Entries for pointing at named objects
..............................

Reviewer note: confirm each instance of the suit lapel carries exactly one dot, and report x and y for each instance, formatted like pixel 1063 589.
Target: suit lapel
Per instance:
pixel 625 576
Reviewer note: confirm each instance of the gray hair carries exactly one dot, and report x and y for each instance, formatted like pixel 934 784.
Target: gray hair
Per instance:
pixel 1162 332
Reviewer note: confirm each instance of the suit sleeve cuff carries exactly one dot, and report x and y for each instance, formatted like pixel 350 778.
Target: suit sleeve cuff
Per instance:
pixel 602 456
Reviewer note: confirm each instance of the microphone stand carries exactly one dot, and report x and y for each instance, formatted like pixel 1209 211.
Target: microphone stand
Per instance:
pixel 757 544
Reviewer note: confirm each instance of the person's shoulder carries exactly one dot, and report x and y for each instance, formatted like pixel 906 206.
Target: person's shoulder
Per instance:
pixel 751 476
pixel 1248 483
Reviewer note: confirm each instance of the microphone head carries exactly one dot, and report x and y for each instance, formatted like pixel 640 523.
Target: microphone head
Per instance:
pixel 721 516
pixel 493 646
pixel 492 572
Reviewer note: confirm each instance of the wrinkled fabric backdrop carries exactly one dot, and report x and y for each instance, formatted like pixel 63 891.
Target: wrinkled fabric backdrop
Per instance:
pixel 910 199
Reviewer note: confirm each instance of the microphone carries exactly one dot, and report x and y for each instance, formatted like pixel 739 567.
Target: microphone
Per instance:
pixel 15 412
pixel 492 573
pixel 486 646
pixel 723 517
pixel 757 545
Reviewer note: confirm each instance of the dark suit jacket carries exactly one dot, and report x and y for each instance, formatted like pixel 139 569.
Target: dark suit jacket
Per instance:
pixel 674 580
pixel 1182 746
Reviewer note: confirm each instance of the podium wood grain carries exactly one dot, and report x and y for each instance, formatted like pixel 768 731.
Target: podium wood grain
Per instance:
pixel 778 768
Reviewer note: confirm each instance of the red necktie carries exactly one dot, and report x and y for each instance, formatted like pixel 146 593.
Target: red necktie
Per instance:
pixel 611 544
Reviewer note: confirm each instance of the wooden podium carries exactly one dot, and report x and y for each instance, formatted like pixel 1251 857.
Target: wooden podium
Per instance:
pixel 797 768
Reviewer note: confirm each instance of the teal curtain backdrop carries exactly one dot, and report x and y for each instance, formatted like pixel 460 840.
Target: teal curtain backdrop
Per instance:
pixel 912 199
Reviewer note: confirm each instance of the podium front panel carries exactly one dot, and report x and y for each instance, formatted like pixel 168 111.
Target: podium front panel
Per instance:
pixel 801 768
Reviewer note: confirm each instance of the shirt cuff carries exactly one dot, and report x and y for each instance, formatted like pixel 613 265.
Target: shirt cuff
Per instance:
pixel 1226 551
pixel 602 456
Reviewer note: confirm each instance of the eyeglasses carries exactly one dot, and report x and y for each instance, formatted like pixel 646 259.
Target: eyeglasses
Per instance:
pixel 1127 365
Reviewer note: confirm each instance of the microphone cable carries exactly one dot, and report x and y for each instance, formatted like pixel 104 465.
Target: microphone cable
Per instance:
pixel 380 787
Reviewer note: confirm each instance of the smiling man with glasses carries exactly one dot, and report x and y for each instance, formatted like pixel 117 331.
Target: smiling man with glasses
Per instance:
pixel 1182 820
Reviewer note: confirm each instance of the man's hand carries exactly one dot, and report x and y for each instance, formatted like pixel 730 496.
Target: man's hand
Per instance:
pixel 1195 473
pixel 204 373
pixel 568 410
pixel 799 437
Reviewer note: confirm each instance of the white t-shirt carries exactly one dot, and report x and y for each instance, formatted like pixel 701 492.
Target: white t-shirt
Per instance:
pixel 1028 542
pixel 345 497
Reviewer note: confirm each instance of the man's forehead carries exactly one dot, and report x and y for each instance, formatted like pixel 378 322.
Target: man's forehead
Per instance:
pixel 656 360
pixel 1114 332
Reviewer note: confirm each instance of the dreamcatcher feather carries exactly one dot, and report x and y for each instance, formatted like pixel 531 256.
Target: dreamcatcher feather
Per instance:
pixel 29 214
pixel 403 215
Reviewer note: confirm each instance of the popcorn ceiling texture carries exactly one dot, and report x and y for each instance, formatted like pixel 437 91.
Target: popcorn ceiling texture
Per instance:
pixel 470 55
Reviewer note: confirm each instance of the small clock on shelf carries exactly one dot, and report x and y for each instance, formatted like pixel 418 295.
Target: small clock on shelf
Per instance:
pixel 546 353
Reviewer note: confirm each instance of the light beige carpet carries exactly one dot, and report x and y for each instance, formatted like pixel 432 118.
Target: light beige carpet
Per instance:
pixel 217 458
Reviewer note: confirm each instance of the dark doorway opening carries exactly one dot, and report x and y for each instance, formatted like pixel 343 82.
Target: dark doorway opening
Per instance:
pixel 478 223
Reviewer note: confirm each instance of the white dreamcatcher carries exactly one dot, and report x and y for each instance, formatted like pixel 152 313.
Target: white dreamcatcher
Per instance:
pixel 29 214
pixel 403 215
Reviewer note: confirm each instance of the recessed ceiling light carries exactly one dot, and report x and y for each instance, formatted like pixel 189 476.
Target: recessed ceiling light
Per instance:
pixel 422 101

..............................

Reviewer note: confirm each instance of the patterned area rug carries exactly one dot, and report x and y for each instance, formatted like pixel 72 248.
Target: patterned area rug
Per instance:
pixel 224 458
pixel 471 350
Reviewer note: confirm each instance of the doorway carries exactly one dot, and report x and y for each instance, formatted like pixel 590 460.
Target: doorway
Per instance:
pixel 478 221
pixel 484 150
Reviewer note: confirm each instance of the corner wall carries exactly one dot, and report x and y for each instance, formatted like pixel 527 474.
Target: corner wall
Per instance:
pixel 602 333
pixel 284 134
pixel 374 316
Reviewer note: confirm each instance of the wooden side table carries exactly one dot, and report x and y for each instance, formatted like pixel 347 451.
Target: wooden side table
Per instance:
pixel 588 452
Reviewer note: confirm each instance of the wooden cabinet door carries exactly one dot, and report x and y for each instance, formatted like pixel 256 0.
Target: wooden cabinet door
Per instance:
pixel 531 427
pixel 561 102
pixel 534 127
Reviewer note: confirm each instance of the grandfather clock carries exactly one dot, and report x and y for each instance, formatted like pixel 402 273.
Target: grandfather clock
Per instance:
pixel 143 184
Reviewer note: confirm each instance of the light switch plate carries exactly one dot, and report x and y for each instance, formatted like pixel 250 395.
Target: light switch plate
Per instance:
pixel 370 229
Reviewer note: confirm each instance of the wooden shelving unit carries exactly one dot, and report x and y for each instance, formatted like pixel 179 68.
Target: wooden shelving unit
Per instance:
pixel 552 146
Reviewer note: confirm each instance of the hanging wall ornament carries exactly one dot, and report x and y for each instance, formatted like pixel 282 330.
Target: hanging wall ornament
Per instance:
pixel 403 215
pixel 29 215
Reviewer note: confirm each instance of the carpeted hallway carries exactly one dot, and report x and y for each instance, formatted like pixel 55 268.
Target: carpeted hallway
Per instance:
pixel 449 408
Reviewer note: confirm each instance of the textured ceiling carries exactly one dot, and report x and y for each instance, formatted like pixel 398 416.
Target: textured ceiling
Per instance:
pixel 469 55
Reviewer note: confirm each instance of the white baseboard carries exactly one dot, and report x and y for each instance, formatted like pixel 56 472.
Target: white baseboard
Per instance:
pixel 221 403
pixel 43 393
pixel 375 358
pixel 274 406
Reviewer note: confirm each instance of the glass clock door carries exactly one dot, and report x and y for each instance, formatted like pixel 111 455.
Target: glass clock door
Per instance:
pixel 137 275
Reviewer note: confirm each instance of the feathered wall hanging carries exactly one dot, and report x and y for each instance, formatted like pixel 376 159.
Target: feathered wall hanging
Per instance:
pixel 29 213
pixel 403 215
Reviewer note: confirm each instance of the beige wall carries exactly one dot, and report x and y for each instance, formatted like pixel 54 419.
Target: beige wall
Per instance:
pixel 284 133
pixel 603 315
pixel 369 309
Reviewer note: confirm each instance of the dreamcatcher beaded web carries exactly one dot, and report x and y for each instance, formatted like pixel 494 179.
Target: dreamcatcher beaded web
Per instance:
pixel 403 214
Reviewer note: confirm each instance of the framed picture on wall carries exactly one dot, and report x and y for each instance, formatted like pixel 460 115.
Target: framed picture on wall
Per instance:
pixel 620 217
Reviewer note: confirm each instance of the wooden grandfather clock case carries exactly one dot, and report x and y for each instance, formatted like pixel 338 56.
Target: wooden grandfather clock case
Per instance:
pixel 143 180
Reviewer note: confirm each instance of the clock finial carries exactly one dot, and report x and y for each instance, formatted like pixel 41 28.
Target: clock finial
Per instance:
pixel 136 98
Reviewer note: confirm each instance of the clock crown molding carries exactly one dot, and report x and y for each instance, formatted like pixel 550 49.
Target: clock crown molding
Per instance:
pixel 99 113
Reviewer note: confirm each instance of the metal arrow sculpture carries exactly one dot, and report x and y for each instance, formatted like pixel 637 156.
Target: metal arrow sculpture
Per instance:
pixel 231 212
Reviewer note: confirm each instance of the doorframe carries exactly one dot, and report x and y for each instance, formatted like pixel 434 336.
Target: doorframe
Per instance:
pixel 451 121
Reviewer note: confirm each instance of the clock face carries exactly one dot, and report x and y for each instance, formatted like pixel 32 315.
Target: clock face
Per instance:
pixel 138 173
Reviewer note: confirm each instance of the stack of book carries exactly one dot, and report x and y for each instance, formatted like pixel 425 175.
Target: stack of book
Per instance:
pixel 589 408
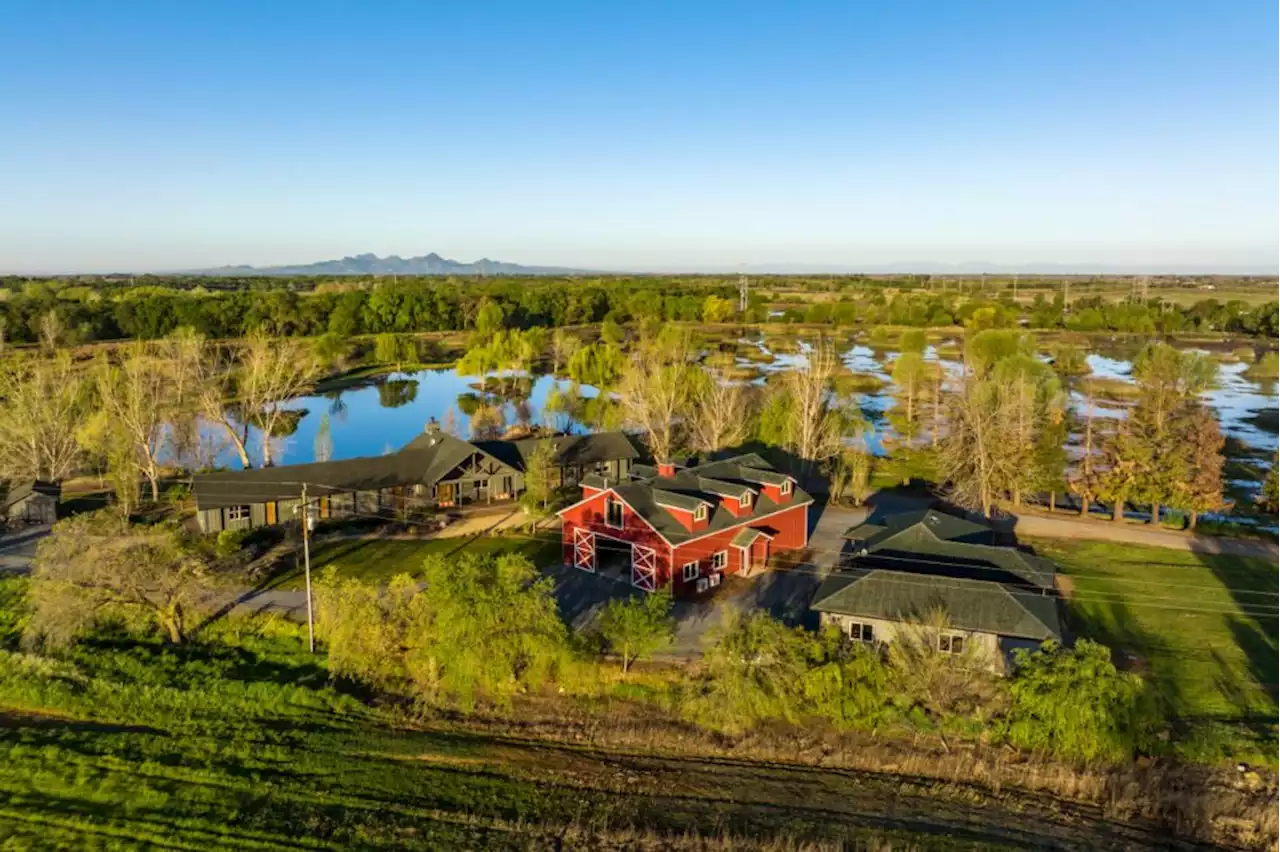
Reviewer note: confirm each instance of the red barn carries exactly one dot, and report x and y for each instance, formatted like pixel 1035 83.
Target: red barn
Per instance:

..............................

• SHORT TASK: Identify every line in the entries above that contains the string "opening". Copy each of those lines.

• OUTPUT BELOW:
Reviewer note: confirm each instance of the dark doorway opening carries exactly one dot, and report x and y for each instance, formatted like pixel 343 82.
Target: dark doorway opening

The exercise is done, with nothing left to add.